### 本文抜粋 ###

研修後のアンケートでは、研修結果が授業改善に役立つは3名、この研修を他の教員にも紹介したいが2名、研修の難易度は2名がやや難しいとの回答であった。
また、初めて学ぶ教員にとっては有益であったが、専門的な立場からはコーディング実習などを体験したい等の意見や企業現場の緊張感が体験できた、学問としての組み込みとビジネスとしての組み込み開発の違いが感じ取れた等の意見も寄せられた。主な意見を以下に示す。
技術動向説明 開発演習
プログラム
3月7日(木)
企業が求める人材についての意見交流(10:30〜12:00)
富士通株式会社の人材育成体系を紹介するとともに企業現場で考えている大学で身につけて欲しい基礎知識、能力等について意見交換・議論を行う。
ICT先進事例の紹介と技術者との意見交換I(13:00〜17:00)
(1)スパコン「京」で創る未来・夢
世界最高性能のスーパーコンピュータ「京」を用いたシミュレーションや開発アプリの現場情報を開発責任者から紹介、事例を用いて最新、最先端のICT技術の可能性と将来性について意見交換する。
(2)ビッグデータの活用「データをして語らしめる」
リアルタイムに時々刻々と生成される大量のデータから、いかに知見を見出しビジネス戦略に活かすか、情報システムの在り方を大きく変えるビッグデータの活用について最新の事例紹介と意見交換を行う。
(3)農業でのICT活用(農業クラウドなど)
農作物の生産状況やコスト構造の「見える化」により農業経営の効率化を図る、ICTを活用した農業経営支援等の最新のシステムの事例紹介と意見交換を行う。
研修終了後、参加者と企業関係者の交流会(18:00〜19:30)
3月8日(金)
医療分野の先進事例紹介と技術者との意見交換II(10:30〜12:00)
(1)医療分野でのICTの活用
健診やレセプトデータ等の健康情報を組み合わせ、将来の疾病リスクの予測等を紹介、バイタルデータを使った健康支援などについて開発現場の技術者から最新の技術を紹介し意見交換を行う。
富士通(株)新人との意見交換(13:00〜16:00)
入社3年〜5年の若手社員と「大学の学びが現在役に立っていること」、「大学で学んでおくべき点」等について意見交換を行い、新しいICTの使い方をワークショップ形式で実施する。
十分な周知期間を持って参加募集を行ったこともあり、参加者は定員通りの20名と好評であった。
研修後のアンケートでは、「研修の難易度は適切であり、この研修を他の教員にも紹介したい」が100%、「この研修結果が授業改善に役立つ」との回答が100%であった。また、研修の内容については100%が「研修は期待通りであった」との回答であった。
富士通株式会社の人材開発体系の紹介、新入社員に望まれる能力等については質疑も多く活発に意見交流が行われた。スーパーコンピュータ「京」で創る未来・夢では心臓シミュレーション(医療業界)や津波シミュレーション(自然界)などで幅広く活用されている事例紹介や、世界最速でなければならない背景も含め説明いただいた。また、ビッグデータの活用や農業でのICT活用事例、医療分野でのICT活用事例を説明いただき、ここでも数多い質疑や意見交換がなされ、ICTが果たす役割を再認識した。

###

上の研修報告から、「(2)ビッグデータの活用「データをして語らしめる」」に始まり「通りの20名と好評であった。」に終わる部分を一字も変えずに書き写すこと。

### 掲載一覧 ###

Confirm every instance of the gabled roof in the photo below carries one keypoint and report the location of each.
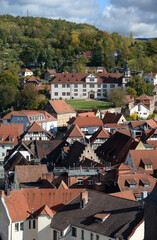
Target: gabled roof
(17, 159)
(146, 156)
(35, 127)
(23, 70)
(10, 133)
(122, 211)
(21, 202)
(74, 131)
(100, 133)
(60, 106)
(30, 173)
(86, 121)
(63, 185)
(143, 97)
(112, 117)
(115, 149)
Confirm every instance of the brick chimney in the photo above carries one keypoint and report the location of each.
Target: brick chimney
(83, 199)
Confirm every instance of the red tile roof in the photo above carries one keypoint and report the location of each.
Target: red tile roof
(21, 202)
(10, 133)
(86, 121)
(60, 106)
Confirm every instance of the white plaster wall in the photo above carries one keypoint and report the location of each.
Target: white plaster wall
(139, 233)
(44, 222)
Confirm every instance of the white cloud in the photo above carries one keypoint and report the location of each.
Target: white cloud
(120, 16)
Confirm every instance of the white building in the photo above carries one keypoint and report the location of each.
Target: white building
(85, 85)
(28, 117)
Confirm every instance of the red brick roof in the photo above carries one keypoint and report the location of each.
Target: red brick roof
(21, 202)
(86, 121)
(80, 78)
(10, 133)
(60, 106)
(30, 173)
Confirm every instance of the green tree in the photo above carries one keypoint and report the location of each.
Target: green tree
(117, 97)
(28, 97)
(7, 78)
(9, 96)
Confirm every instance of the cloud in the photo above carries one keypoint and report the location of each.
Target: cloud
(122, 16)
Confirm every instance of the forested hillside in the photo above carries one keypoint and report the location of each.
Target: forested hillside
(56, 43)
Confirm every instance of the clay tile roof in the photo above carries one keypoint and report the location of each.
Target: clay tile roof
(30, 173)
(144, 97)
(10, 131)
(20, 202)
(125, 194)
(131, 181)
(100, 133)
(87, 121)
(111, 117)
(74, 131)
(60, 106)
(137, 123)
(63, 185)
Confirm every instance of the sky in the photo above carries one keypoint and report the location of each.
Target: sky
(122, 16)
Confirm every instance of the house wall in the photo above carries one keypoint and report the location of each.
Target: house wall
(4, 221)
(63, 118)
(142, 112)
(80, 92)
(139, 233)
(44, 222)
(67, 235)
(150, 215)
(3, 149)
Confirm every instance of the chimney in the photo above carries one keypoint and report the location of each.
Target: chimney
(83, 199)
(143, 196)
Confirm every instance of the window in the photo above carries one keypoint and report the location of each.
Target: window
(80, 182)
(21, 226)
(148, 166)
(29, 224)
(91, 236)
(82, 234)
(74, 232)
(34, 223)
(90, 181)
(16, 227)
(97, 237)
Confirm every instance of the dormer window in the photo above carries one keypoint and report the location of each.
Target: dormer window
(131, 183)
(101, 216)
(145, 182)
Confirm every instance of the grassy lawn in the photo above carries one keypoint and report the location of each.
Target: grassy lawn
(88, 105)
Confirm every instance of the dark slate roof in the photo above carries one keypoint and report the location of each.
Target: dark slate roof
(125, 215)
(75, 151)
(111, 117)
(17, 159)
(115, 149)
(152, 197)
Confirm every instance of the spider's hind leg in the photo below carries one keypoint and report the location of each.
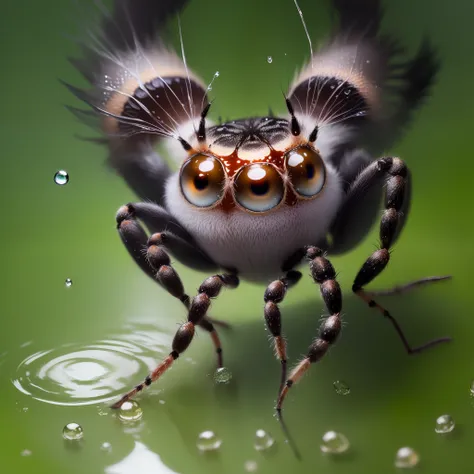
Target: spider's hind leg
(396, 179)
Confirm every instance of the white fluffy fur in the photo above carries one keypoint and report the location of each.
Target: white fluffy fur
(257, 244)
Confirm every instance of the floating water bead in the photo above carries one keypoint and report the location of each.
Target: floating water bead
(73, 432)
(61, 177)
(406, 458)
(263, 440)
(222, 375)
(334, 443)
(208, 441)
(444, 424)
(130, 411)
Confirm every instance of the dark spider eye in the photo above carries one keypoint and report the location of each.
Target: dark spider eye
(258, 187)
(306, 170)
(202, 180)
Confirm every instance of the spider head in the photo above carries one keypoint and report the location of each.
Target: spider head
(256, 165)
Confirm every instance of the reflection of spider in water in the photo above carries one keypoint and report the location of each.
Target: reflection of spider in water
(254, 198)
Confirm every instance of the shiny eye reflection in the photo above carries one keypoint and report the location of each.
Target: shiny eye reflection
(258, 187)
(202, 180)
(306, 171)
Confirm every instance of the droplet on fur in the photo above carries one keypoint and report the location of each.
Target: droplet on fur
(222, 375)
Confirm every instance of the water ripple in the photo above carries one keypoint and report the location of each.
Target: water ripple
(76, 374)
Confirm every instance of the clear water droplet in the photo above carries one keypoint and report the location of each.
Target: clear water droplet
(130, 411)
(250, 466)
(208, 441)
(263, 440)
(73, 431)
(406, 458)
(444, 424)
(341, 387)
(106, 447)
(61, 177)
(222, 375)
(334, 443)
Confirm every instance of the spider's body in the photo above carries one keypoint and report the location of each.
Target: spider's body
(255, 198)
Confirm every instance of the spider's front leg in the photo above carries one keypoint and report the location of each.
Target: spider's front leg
(156, 263)
(324, 274)
(274, 294)
(396, 185)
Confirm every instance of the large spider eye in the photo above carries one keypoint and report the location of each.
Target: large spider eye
(306, 171)
(202, 180)
(258, 187)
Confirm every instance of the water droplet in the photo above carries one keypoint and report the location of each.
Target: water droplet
(250, 466)
(73, 431)
(106, 447)
(130, 411)
(444, 424)
(263, 440)
(61, 177)
(208, 441)
(222, 375)
(406, 458)
(334, 443)
(341, 387)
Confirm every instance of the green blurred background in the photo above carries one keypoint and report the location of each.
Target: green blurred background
(116, 316)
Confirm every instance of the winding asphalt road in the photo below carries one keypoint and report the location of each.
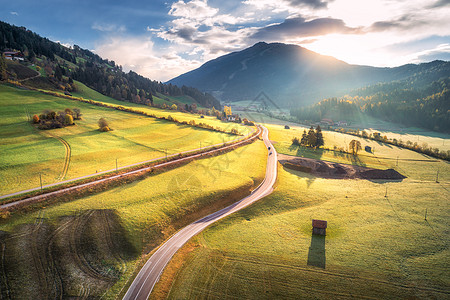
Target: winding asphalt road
(149, 275)
(225, 146)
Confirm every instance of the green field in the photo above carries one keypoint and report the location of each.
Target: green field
(375, 247)
(28, 153)
(140, 216)
(87, 93)
(392, 131)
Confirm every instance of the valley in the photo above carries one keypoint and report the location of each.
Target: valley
(268, 171)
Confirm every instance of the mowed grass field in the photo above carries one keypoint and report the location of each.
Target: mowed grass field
(392, 131)
(149, 211)
(376, 247)
(27, 153)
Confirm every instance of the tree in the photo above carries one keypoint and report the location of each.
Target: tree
(355, 146)
(319, 137)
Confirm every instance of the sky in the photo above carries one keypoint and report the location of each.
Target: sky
(163, 39)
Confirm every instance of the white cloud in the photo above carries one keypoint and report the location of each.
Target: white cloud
(108, 27)
(139, 55)
(425, 55)
(199, 32)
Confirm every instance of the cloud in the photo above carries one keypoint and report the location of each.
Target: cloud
(196, 9)
(108, 27)
(405, 22)
(311, 3)
(441, 52)
(299, 27)
(290, 6)
(139, 54)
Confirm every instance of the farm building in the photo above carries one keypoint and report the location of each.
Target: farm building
(319, 227)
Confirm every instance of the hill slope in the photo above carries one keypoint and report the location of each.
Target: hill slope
(288, 74)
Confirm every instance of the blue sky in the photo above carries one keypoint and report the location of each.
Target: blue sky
(162, 39)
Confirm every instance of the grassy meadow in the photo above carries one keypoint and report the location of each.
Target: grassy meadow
(375, 247)
(28, 153)
(87, 93)
(149, 211)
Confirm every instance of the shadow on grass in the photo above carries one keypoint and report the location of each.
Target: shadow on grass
(356, 161)
(316, 254)
(308, 177)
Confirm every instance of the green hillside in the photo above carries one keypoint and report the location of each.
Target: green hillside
(376, 246)
(29, 153)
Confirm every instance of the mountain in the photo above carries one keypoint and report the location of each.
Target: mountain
(416, 101)
(63, 65)
(290, 75)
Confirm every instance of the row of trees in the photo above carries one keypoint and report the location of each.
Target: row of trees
(314, 138)
(100, 74)
(50, 119)
(414, 146)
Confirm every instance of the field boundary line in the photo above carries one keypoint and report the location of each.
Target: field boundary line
(197, 154)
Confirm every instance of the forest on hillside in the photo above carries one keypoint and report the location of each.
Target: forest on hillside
(100, 74)
(420, 101)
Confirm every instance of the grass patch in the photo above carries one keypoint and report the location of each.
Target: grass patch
(376, 246)
(27, 153)
(151, 210)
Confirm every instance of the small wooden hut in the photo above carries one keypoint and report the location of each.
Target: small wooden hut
(319, 227)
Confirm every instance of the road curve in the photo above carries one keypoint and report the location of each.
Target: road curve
(144, 282)
(172, 162)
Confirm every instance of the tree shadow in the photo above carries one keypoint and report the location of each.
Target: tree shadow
(316, 253)
(356, 161)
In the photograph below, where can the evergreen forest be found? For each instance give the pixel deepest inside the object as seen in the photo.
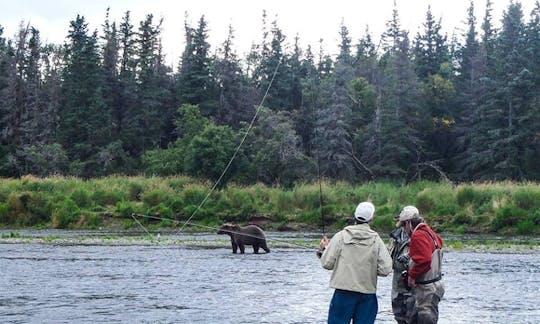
(398, 106)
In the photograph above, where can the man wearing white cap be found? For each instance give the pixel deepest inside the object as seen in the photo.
(357, 255)
(425, 272)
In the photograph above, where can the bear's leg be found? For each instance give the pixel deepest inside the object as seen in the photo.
(265, 247)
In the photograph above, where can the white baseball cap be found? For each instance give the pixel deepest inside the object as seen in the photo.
(364, 211)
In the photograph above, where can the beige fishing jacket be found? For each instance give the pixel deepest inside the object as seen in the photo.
(357, 255)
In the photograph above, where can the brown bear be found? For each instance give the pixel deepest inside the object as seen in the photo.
(247, 235)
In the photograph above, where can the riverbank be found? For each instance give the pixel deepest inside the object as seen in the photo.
(156, 203)
(308, 241)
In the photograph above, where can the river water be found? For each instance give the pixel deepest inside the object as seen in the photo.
(175, 283)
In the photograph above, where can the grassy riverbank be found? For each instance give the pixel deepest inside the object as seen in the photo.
(72, 203)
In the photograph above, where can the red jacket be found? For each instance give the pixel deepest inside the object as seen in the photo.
(421, 248)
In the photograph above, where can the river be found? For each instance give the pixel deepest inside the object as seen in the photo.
(175, 283)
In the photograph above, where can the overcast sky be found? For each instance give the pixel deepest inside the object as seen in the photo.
(310, 19)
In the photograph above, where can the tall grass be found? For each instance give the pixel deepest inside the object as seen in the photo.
(67, 202)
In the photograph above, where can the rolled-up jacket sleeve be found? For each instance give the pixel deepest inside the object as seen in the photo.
(331, 253)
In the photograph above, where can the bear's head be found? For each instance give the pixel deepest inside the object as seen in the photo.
(228, 229)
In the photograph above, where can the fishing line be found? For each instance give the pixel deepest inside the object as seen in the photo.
(236, 151)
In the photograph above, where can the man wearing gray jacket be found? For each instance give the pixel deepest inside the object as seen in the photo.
(356, 255)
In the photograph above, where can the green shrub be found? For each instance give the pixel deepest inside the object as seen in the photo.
(4, 213)
(155, 197)
(161, 211)
(525, 227)
(507, 216)
(527, 198)
(469, 195)
(135, 191)
(462, 218)
(384, 222)
(107, 197)
(176, 204)
(425, 202)
(125, 209)
(534, 217)
(65, 213)
(82, 198)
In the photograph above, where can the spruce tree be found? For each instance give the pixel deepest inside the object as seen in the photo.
(84, 119)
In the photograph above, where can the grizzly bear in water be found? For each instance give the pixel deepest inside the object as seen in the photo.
(247, 235)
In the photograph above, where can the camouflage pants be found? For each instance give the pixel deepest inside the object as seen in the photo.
(404, 308)
(427, 302)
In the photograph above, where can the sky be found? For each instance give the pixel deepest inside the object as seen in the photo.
(311, 20)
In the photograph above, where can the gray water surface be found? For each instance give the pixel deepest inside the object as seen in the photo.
(45, 283)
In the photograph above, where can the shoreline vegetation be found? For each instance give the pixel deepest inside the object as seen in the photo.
(159, 203)
(478, 244)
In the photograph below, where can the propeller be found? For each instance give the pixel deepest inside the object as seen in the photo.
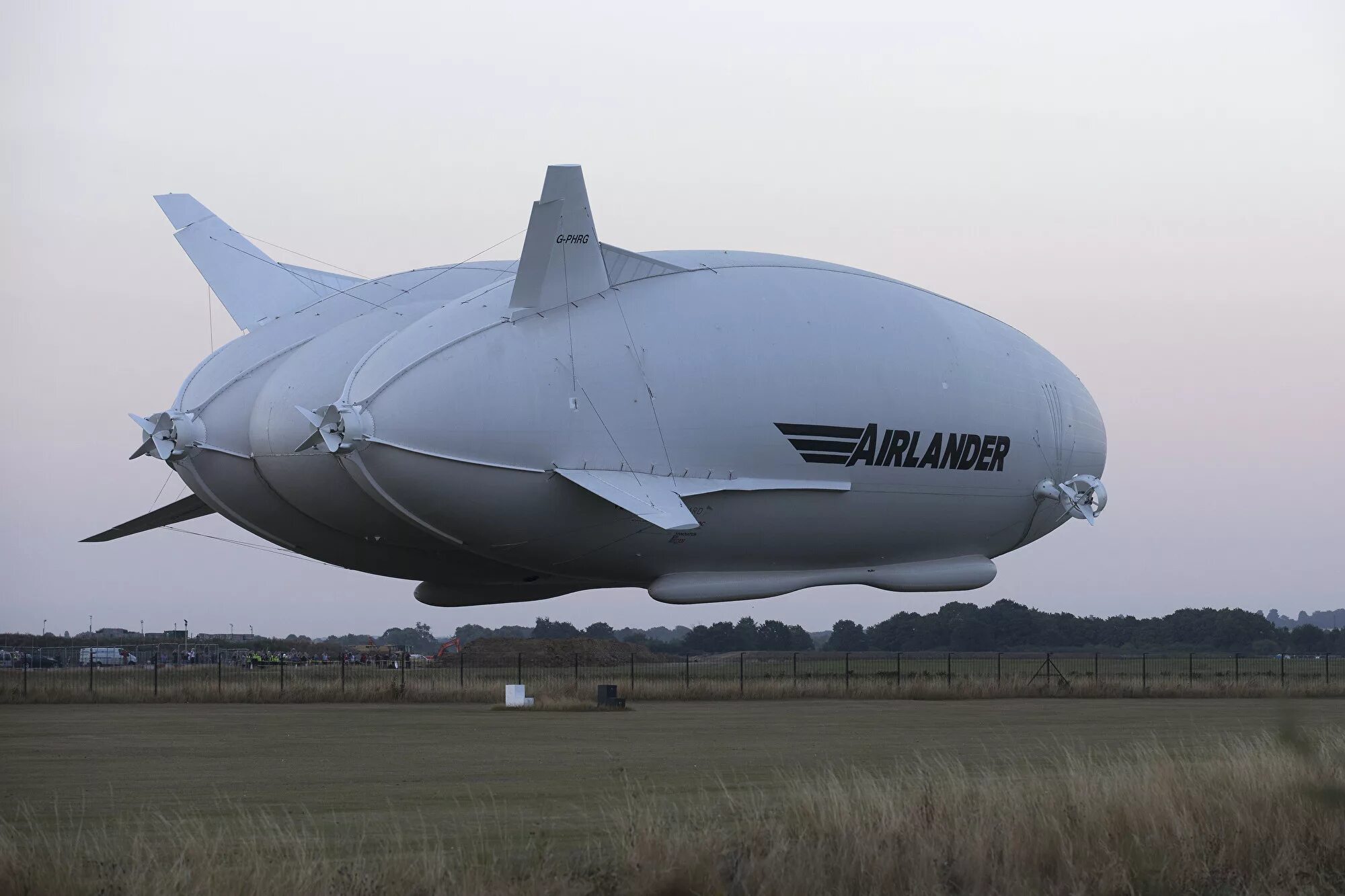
(1083, 497)
(169, 434)
(340, 428)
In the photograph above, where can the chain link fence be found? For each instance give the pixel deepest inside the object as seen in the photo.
(205, 671)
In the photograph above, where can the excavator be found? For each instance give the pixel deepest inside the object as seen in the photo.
(443, 649)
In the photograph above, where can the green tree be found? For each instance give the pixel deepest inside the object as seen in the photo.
(848, 635)
(774, 635)
(544, 627)
(601, 630)
(744, 634)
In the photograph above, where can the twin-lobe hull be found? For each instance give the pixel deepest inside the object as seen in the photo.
(703, 374)
(712, 425)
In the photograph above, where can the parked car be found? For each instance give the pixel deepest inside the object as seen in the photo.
(107, 657)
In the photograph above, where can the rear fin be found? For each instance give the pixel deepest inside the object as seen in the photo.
(189, 507)
(563, 259)
(650, 498)
(251, 286)
(625, 266)
(323, 282)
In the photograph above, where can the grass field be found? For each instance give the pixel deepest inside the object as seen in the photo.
(755, 676)
(457, 798)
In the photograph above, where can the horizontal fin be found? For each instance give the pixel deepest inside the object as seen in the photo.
(625, 266)
(658, 499)
(563, 259)
(650, 498)
(252, 287)
(189, 507)
(323, 283)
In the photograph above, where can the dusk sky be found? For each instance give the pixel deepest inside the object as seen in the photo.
(1153, 192)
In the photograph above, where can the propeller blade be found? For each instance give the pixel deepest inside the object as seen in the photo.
(310, 416)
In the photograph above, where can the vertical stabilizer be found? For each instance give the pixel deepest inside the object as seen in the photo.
(563, 259)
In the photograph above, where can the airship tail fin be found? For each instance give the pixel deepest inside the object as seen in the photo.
(189, 507)
(563, 259)
(252, 287)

###

_課題の結果_:
(2)ビッグデータの活用「データをして語らしめる」
リアルタイムに時々刻々と生成される大量のデータから、いかに知見を見出しビジネス戦略に活かすか、情報システムの在り方を大きく変えるビッグデータの活用について最新の事例紹介と意見交換を行う。
(3)農業でのICT活用(農業クラウドなど)
農作物の生産状況やコスト構造の「見える化」により農業経営の効率化を図る、ICTを活用した農業経営支援等の最新のシステムの事例紹介と意見交換を行う。
研修終了後、参加者と企業関係者の交流会(18:00〜19:30)
3月8日(金)
医療分野の先進事例紹介と技術者との意見交換II(10:30〜12:00)
(1)医療分野でのICTの活用
健診やレセプトデータ等の健康情報を組み合わせ、将来の疾病リスクの予測等を紹介、バイタルデータを使った健康支援などについて開発現場の技術者から最新の技術を紹介し意見交換を行う。
富士通(株)新人との意見交換(13:00〜16:00)
入社3年〜5年の若手社員と「大学の学びが現在役に立っていること」、「大学で学んでおくべき点」等について意見交換を行い、新しいICTの使い方をワークショップ形式で実施する。
十分な周知期間を持って参加募集を行ったこともあり、参加者は定員通りの20名と好評であった。